What the exercise asks ▸
Copy all the data exactly, except the pictures.

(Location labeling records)
^^^^^^^^

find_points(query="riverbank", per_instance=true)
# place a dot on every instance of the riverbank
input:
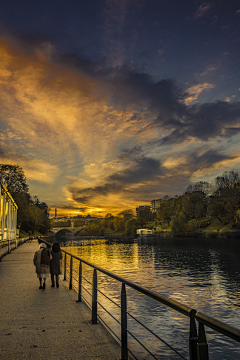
(45, 324)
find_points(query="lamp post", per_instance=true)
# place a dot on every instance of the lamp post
(19, 227)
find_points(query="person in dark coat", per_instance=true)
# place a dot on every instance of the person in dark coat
(55, 264)
(41, 260)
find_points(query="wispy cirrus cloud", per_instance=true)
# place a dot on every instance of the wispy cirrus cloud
(97, 138)
(202, 10)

^^^^^^^^

Answer to this problem ▸
find_points(query="riverbank", per_instance=true)
# place a dot on every instance of the riverbank
input:
(45, 324)
find_points(query="lamp post", per_instance=true)
# place a dot on every instance of the lamp post
(19, 227)
find_points(query="person in dark coat", per_instance=true)
# place a dot on every instance of the person in dark coat
(55, 264)
(41, 260)
find_points(query="wispy cirrus cloud", per_instance=true)
# place a dot on every instance of the wispy cirrus cloud
(97, 138)
(202, 10)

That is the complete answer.